*ЗАДАНИЯ К УПРАЖНЕНИЮ:*
a. Перепишите из отрывка без изменений фрагмент, который начинается словами, содержащими «Сейчас — кандидат», и заканчивается словами «уже в пути.».
b. В каком городе, согласно отрывку, жила семья до начала войны?

---- ИЗБРАННЫЙ ОТРЫВОК

Сейчас — кандидат биологических наук.
Я всю жизнь вспоминаю этот день. Первый день без папы.
Хотелось спать. Мама подняла нас рано утром и сказала: «Война!» Какой уже сон? Стали собираться в дорогу. Еще страха не было. Все смотрели на папу, а папа наш вел себя спокойно. Как всегда. Он был партийный работник. Каждому, сказала мама, надо взять с собой что-нибудь. Я ничего не сообразила взять, а сестра младшая захватила куклу. Мама взяла на руки нашего маленького братика. Папа догнал нас уже в пути.
Я забыла сказать, что жили мы в городе Кобрине. Недалеко от Бреста. Вот почему война докатилась к нам в первый же день. Опомниться не успели. Взрослые почти не разговаривали, шли молча, ехали на конях молча. И становилось страшно. Идут и идут люди, много людей, и все молчат.

--------
---- УЧЕБНЫЙ МАТЕРИАЛ

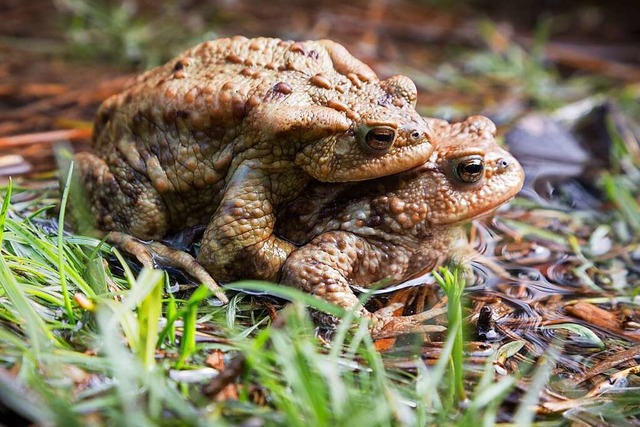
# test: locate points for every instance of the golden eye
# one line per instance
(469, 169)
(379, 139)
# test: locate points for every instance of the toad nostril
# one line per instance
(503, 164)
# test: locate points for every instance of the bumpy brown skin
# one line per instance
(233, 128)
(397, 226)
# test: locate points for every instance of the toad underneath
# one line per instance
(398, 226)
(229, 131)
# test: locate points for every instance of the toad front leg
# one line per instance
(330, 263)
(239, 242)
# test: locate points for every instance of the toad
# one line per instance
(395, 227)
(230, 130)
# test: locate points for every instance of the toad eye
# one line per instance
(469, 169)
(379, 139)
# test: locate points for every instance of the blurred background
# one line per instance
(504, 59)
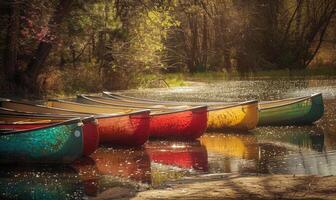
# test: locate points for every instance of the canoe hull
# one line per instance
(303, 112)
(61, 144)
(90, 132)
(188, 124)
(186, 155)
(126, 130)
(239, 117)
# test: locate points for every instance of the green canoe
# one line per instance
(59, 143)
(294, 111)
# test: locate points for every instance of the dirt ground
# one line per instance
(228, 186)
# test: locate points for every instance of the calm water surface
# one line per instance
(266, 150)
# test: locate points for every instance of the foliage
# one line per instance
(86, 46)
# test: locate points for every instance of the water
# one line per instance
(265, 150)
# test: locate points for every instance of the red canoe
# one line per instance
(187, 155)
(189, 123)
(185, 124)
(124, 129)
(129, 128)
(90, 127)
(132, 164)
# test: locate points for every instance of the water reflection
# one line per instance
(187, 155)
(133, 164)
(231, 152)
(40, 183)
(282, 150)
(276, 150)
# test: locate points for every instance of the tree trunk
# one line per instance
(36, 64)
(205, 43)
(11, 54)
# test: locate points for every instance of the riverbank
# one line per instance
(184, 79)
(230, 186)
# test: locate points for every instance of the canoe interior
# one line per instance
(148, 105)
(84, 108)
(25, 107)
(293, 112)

--------
---- УЧЕБНЫЙ МАТЕРИАЛ

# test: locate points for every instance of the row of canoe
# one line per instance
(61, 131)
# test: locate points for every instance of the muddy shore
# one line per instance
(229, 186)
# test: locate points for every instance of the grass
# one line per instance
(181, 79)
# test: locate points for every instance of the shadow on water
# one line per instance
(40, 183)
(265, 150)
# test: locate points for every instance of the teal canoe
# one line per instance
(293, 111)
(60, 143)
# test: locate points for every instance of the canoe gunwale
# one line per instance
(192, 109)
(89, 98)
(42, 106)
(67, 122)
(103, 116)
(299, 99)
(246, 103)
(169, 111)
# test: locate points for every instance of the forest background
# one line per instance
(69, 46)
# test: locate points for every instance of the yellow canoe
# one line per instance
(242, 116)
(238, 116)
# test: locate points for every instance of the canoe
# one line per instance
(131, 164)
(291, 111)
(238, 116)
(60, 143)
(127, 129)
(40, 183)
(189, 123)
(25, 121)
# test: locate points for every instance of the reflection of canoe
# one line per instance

--------

*ОТВЕТЫ:*
a.
Сейчас — кандидат биологических наук.
Я всю жизнь вспоминаю этот день. Первый день без папы.
Хотелось спать. Мама подняла нас рано утром и сказала: «Война!» Какой уже сон? Стали собираться в дорогу. Еще страха не было. Все смотрели на папу, а папа наш вел себя спокойно. Как всегда. Он был партийный работник. Каждому, сказала мама, надо взять с собой что-нибудь. Я ничего не сообразила взять, а сестра младшая захватила куклу. Мама взяла на руки нашего маленького братика. Папа догнал нас уже в пути.

b. В городе Кобрине, недалеко от Бреста.